>> Begin
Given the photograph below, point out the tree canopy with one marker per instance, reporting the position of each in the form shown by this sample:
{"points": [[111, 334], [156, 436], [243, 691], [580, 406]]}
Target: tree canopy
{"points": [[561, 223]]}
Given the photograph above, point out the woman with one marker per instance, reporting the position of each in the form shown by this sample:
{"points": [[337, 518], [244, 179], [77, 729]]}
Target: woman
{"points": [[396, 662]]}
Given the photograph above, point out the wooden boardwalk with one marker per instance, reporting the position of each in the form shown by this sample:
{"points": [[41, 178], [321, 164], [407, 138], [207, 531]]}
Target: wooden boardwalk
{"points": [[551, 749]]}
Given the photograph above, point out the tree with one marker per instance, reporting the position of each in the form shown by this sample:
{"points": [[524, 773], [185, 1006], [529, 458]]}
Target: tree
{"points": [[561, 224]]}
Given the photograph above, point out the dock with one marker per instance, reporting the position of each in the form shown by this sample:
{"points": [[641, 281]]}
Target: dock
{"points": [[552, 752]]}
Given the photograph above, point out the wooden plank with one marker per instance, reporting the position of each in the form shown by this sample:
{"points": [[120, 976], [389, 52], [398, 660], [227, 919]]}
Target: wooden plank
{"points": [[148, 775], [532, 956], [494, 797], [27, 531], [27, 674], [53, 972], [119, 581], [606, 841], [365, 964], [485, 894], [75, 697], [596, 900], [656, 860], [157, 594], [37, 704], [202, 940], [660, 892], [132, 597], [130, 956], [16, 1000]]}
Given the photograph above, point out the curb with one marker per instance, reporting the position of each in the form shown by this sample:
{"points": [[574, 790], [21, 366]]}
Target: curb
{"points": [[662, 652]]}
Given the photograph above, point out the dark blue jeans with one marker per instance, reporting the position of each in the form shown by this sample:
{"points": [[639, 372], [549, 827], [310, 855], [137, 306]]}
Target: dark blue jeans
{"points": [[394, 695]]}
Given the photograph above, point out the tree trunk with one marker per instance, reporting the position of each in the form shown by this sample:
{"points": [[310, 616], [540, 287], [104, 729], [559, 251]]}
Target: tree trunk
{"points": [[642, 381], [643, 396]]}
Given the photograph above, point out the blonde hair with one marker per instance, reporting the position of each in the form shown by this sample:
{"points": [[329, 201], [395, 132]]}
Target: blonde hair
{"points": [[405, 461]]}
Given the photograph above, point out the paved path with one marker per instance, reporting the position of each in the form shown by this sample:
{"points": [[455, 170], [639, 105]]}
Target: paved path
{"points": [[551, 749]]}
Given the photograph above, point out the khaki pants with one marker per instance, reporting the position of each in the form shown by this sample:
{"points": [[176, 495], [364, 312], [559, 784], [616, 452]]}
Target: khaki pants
>> End
Can you output every line of the listing above, character for character, without changing anything?

Solution for this exercise:
Given the photograph below, point out the tree canopy with one marker per instance, reporting the position of each in the form shown by this sample:
{"points": [[111, 334], [156, 436], [243, 691], [580, 406]]}
Target: tree canopy
{"points": [[561, 223]]}
Given the photograph above, point out the woman with one marker per instance, reporting the position of each in the form shown by this sample:
{"points": [[337, 518], [244, 179], [77, 729]]}
Target: woman
{"points": [[396, 662]]}
Given the photograph above, point out the wooden boardwalk with one marker per instance, reporting the position of each in the form shown by this sample:
{"points": [[41, 178], [321, 164], [407, 138], [207, 531]]}
Target: wooden boardwalk
{"points": [[551, 749]]}
Given the photograph above, point out the tree with one marker per instance, reporting the position of each in the form shown by this sample:
{"points": [[524, 773], [185, 1006], [529, 458]]}
Target: tree
{"points": [[561, 224]]}
Given the photograph above, point out the dock with one marker per instance, reporting the position of each in the form shown by this sample:
{"points": [[641, 281]]}
Target: dock
{"points": [[552, 752]]}
Given the photograph above, point out the wooden plank with one marker per instance, reporting the position of each in the form shown by this sample:
{"points": [[120, 976], [389, 52], [398, 660], [227, 919]]}
Target: wooden plank
{"points": [[148, 775], [532, 956], [494, 797], [27, 531], [27, 674], [53, 972], [119, 581], [606, 841], [365, 964], [485, 894], [75, 697], [596, 900], [656, 860], [157, 594], [37, 704], [202, 940], [660, 892], [132, 597], [130, 956], [16, 1000]]}
Given the photograph above, point out the curb with one marker per instance, reporting the position of each in the form shown by this sample:
{"points": [[574, 790], [21, 366]]}
Target: curb
{"points": [[662, 652]]}
Given the photograph above, point out the dark blue jeans with one marker per instance, reporting the position of each in the form shown by this sample:
{"points": [[639, 372], [549, 827], [310, 855], [137, 306]]}
Target: dark blue jeans
{"points": [[394, 695]]}
Given the photograph above, point out the tree trunk with one marker per instance, reporting the position of each in the form shown by this sample:
{"points": [[310, 616], [540, 287], [104, 729], [559, 251]]}
Target: tree trunk
{"points": [[642, 381], [643, 396]]}
Given the photograph above, point out the blonde hair with one marker per instance, reporting the position of each in the form shown by this sample:
{"points": [[329, 201], [395, 132]]}
Target: blonde hair
{"points": [[405, 461]]}
Given the photograph above, point out the paved path with one marker per instance, reporting the position of each in the form shown by this sample:
{"points": [[455, 170], [639, 105]]}
Target: paved path
{"points": [[551, 749]]}
Given the photograph above, point out the khaki pants with one marker per instance, reporting the position of each in the form shown by this sample:
{"points": [[176, 495], [364, 312], [559, 784], [616, 452]]}
Target: khaki pants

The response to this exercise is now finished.